I think this is a key point. One could imagine three layers:

(1) NETLIST: a list of text-only descriptions, like "R1 1 0 1k", or even a sentence description "connect a 1k resistor between node 1 and node 0"

(2) SCHEMATIC: a 2D drawing with canonical symbols, straight lines for wires, and labels/notes

(3) LAYOUT: a 3D (or multi-layer 2D) physical representation for PCB, or in this case breadboarding

All three layers are useful. (Obviously you need layout to make a PCB, and you need a netlist for simulation.)

But for most humans, where we have 2D visual representations baked in, if you're trying to understand or communicate what's going on:

- It's really really hard to keep track of a bunch of text sentences like a netlist and node numbers/names for all but the simplest circuits -- maybe 3-5 elements?

- It's really really hard to follow a 3D layout of PCB tracks that leads to pads, and then having to remember pin orders etc.

- It's easiest to follow a schematic diagram. It's browsable. It contains "idioms", as you say, about signal flow, logical block groupings, etc.: purpose and intent and functionality, in a way that netlists and physical layouts don't.

::::

> **Short problem 1**
In the passage about circuit layers, what is a netlist needed for?
> **Short problem 2**
Resume the passage about circuit layers from the point where it stops.
The rows that come after this passage are separate material and are not part of it.

> **Entries shown**
::::

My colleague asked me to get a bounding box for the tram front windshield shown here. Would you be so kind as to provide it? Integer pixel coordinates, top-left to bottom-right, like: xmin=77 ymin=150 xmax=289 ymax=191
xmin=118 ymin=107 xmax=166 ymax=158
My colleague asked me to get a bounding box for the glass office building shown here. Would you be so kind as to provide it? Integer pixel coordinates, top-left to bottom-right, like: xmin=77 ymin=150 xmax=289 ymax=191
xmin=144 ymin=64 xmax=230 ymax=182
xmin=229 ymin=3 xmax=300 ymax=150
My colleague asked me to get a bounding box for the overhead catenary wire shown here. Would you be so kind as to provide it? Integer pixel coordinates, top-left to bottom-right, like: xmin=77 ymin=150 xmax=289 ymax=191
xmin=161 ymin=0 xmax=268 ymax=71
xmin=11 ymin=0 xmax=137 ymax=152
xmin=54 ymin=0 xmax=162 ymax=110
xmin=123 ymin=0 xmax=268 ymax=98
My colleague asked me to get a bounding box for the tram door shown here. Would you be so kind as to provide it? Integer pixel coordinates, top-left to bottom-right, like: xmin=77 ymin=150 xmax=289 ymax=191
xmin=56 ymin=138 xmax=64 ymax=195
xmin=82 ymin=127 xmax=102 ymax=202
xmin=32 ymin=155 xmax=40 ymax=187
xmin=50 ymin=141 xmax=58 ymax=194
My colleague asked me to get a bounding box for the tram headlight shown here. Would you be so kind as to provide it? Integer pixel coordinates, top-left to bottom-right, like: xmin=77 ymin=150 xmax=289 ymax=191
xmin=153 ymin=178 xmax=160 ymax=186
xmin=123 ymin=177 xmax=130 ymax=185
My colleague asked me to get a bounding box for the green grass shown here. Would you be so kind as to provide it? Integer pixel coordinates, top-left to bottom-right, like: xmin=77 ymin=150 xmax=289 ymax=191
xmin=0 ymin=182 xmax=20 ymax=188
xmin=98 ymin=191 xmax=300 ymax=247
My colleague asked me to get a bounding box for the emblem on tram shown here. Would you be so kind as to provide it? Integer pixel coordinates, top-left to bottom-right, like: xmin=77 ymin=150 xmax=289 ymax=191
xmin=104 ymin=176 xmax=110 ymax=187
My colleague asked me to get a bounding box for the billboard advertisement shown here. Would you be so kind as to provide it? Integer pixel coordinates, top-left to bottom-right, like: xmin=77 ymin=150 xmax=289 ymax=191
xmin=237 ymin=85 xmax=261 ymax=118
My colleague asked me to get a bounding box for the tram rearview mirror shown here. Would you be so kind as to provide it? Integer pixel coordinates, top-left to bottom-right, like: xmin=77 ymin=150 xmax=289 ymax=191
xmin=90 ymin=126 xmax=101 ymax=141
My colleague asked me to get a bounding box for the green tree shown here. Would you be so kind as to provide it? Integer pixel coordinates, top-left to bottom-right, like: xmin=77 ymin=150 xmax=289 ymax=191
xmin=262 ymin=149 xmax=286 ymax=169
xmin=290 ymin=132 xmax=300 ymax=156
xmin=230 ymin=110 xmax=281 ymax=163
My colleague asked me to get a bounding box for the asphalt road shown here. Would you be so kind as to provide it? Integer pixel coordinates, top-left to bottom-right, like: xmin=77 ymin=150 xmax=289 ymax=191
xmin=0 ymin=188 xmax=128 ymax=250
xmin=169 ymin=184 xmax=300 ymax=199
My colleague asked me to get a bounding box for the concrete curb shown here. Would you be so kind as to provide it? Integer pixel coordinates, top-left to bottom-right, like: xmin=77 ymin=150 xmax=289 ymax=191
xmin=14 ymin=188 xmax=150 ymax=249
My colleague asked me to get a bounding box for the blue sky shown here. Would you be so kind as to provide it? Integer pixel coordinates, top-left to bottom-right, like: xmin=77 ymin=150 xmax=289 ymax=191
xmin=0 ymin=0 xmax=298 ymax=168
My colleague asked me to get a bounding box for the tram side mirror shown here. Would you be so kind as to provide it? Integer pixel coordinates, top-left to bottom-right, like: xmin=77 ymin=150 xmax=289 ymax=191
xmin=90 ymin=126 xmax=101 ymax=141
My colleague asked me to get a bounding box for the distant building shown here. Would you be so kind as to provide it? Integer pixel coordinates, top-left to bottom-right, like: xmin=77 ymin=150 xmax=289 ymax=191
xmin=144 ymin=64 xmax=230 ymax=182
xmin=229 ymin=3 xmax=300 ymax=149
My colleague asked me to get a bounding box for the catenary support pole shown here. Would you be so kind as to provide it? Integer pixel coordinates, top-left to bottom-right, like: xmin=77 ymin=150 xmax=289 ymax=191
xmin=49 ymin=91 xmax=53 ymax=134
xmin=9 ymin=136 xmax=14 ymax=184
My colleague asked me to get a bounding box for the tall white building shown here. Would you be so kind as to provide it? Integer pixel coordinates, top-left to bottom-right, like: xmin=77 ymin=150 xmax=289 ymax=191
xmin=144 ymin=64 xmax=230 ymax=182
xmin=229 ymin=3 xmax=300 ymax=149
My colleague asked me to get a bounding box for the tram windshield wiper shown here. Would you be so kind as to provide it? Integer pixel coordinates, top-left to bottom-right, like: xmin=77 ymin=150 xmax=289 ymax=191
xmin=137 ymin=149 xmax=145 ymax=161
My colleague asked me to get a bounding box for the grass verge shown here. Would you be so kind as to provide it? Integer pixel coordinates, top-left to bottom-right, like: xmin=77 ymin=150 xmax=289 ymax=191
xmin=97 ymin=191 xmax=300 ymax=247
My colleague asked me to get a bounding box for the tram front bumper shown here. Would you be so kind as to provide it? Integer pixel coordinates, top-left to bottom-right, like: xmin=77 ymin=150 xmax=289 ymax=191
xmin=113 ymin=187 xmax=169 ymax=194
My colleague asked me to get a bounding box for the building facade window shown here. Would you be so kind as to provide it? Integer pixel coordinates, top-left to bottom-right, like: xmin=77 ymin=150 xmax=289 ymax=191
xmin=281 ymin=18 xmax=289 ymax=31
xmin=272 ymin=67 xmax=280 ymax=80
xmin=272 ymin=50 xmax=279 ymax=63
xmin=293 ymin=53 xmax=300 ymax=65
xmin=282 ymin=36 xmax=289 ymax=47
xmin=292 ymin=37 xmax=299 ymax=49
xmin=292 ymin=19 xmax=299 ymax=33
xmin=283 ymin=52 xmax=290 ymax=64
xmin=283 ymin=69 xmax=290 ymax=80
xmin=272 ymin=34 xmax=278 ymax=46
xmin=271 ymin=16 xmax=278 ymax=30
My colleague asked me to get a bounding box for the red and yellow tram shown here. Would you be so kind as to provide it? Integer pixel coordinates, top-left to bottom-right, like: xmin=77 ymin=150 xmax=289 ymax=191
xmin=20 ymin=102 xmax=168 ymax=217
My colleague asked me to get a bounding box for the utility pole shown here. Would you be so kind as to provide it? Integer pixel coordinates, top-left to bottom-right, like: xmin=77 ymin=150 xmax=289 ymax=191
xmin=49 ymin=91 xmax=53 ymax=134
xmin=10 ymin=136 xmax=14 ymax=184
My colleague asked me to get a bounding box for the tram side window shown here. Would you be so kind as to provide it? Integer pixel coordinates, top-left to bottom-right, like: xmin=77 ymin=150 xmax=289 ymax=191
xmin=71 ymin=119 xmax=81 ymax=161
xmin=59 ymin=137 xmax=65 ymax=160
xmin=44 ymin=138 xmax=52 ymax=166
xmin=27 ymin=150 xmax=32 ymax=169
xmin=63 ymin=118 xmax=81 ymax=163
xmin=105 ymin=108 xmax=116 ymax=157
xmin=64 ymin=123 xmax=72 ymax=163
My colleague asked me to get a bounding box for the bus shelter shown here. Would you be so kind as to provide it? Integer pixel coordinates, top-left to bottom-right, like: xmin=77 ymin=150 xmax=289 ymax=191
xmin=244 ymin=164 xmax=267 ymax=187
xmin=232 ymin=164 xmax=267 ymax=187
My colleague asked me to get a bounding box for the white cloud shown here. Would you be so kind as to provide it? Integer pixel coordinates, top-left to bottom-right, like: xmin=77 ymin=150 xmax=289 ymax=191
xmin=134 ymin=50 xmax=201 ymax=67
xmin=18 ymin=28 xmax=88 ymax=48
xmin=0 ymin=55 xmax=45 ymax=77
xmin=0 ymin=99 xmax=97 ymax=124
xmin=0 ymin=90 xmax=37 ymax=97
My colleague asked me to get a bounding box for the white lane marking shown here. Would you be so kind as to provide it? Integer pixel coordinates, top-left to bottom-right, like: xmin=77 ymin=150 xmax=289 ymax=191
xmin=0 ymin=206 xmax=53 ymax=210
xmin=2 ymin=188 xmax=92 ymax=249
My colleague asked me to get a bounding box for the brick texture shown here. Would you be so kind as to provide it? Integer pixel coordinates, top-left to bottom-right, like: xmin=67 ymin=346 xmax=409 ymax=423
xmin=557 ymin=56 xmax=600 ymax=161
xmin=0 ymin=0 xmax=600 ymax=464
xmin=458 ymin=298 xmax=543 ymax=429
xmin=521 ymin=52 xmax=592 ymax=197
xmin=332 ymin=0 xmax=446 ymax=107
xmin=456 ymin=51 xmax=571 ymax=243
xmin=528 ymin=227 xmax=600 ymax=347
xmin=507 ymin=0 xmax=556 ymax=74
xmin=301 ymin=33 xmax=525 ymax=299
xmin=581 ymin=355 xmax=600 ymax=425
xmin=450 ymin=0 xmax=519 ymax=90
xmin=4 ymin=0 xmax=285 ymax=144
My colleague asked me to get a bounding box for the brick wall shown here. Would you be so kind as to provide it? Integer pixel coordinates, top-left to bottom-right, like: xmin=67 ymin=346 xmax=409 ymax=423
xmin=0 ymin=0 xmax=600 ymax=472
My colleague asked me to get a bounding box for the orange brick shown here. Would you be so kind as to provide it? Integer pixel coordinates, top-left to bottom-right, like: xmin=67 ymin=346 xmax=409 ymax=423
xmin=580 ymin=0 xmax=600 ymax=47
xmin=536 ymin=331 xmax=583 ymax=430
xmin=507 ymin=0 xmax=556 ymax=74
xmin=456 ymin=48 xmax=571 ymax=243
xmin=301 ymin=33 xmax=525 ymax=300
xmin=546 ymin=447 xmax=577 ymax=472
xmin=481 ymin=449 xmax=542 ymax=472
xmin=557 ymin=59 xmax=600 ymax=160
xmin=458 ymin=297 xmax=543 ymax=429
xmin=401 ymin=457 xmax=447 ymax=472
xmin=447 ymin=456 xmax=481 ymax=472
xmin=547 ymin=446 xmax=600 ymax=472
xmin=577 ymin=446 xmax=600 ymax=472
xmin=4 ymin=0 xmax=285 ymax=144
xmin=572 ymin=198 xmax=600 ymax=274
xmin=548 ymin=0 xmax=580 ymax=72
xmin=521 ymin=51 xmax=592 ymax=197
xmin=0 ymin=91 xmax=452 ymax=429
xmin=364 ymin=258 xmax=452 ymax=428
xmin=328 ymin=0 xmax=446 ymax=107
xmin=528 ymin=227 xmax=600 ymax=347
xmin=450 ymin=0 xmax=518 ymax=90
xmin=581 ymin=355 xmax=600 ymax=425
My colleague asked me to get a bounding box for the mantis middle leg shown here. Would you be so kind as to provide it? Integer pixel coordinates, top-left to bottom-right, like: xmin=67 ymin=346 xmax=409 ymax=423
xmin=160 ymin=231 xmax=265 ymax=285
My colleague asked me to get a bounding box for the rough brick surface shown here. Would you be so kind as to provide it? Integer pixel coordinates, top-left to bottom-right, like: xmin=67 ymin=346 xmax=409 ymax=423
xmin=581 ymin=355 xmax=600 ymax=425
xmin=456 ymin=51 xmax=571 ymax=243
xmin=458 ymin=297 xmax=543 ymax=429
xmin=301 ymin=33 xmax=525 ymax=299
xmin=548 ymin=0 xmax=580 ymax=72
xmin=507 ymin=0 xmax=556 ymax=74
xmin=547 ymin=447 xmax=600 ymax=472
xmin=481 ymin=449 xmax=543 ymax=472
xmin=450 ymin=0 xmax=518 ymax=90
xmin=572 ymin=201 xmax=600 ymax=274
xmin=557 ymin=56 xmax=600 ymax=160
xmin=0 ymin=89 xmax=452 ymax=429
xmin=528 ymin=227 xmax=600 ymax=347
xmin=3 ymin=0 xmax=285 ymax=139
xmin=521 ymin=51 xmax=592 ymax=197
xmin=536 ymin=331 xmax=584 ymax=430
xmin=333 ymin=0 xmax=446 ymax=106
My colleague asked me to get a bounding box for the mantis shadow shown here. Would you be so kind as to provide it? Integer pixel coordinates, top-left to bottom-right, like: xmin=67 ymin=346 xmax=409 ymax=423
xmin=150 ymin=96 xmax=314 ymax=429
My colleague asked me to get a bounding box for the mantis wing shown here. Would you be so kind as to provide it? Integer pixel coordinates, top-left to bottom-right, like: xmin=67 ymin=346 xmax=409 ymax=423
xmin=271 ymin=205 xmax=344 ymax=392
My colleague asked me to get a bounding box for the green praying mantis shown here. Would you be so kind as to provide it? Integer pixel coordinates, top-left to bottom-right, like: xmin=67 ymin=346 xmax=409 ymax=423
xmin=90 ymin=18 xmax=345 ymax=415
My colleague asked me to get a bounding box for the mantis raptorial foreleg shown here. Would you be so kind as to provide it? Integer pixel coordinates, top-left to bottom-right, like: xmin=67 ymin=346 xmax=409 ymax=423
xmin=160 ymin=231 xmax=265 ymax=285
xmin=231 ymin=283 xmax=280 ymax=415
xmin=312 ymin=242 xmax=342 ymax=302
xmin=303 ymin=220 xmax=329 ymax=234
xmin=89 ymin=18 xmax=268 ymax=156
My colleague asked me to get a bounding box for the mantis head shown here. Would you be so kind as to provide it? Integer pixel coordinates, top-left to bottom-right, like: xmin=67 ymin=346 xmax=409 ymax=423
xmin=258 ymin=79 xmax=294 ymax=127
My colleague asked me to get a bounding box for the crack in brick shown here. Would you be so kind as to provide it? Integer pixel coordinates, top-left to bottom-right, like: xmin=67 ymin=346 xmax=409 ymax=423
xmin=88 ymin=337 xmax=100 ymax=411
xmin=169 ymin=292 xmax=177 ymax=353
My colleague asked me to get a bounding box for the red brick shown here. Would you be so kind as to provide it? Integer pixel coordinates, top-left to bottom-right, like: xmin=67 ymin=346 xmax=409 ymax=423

::::

> **Written reply 1**
Simulation.

> **Written reply 2**
FYI, for medium-large digital circuits, I don't think this is true: probably just reading VHDL/Verilog, like reading source code, makes more sense. This is closer to the "netlist" level. I think that's because you'd name modules and inputs/outputs in a way similar to how you'd name functions and arguments in software, which doesn't really apply to "Resistor" or "Capacitor" as primitives.

But for a pretty big practical range of mixed-mode and analog things, I'd argue that schematics really are the easiest level for our brains.

(Disclosure: I'm one of the founders of CircuitLab https://www.circuitlab.com/ (YC W13) where we've been building an online circuit simulator & schematic editor for a long time. Although I'm mostly on the simulation engine / netlist side. My cofounder and other teammates have done most of the schematic GUI work.)

IMHO solderless breadboards still have their place for prototyping some slow circuits, ballpark maybe < 1 MHz signals, if you're aware of the extra capacitance and limitations. :)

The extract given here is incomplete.